**TASKS AND EXERCISES**
1. From the forum post about the OOD Host Adapter, list every characteristic it gives for the Frisco hosts.
2. Write the next part of the forum post about the OOD Host Adapter, picking up after its last sentence.

**ARTICLE**
┏━━
We got the Host Adapter functional in our OOD, and it’s working as it should, which is great. However, to make it better functional in our setup, it’d be good to consider a few enhancements and settings modifications that I’ll describe below.
Before I do that, let me describe our setup. We have 8 “interactive” hosts, called Friscos (frisco1-8) that are independent from all clusters, but which use the same OS image as a cluster interactive node. They are set up so that users can do interactive work without having to run a job. These 8 hosts don’t have the same hardware. We enforce usage limits on these nodes with Arbiter, https://gitlab.chpc.utah.edu/arbiter2/arbiter2, so, we don’t anticipate the need of OOD’s enforcement options.
Round-robin hostname requirement. It would be good to not make it mandatory (as it seems now). Our Friscos don’t round robin. Now if I make submit_host: “frisco1”, the host adapter job only goes to frisco1, not to frisco2-8
Make it possible for user to choose the host to run on. E.g. we could have a pull down menu that would list the ssh_hosts from the host adapter clusters.d/yml file.
┗━━
**SUPPLIED MATERIAL**
┏━━
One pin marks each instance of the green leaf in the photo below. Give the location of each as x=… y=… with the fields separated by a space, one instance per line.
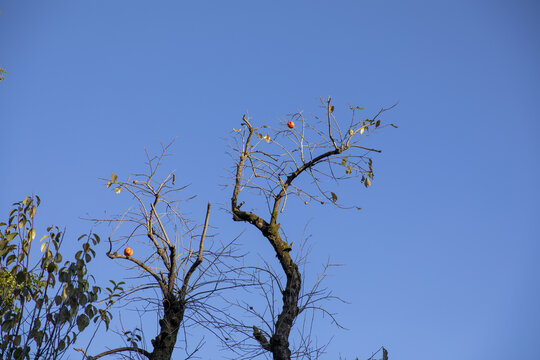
x=32 y=212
┗━━
**EXERCISE RESULTS**
1.
- There are 8 of them, named frisco1 through frisco8.
- They are independent from all clusters.
- They use the same OS image as a cluster interactive node.
- They are set up so users can do interactive work without having to run a job.
- They don't have the same hardware.
- Usage limits on them are enforced with Arbiter.
- They don't round robin.

2.
Or, perhaps even in the current host adapter implementation, it’d be possible to override the choice of the host to ssh into with an input from the form.yml?
Any thoughts on limiting number of sessions per user on each host, or, would this be too complicated to put to OOD?
The containerized host launch works great, especially with the system directories bind mounts, but, because we run in a container, we don’t see other user processes on the (shared) system. We usually recommend people on Friscos to check the load on the system with tools like “top” to get an idea how busy the system is. They won’t see the whole system load with “top” when it’s run from inside of the container, which may make them think the system is more free than it actually is. I can’t think of a tool that would be able to see the host processes from inside of a container.
This is not a big issue for us since we enforce the usage with Arbiter, but, it will be confusing to users that will try to use Friscos via OOD the same way they were used to with direct SSH.
Now a couple of questions:
What’s the difference between site_timeout and bc_num_hours?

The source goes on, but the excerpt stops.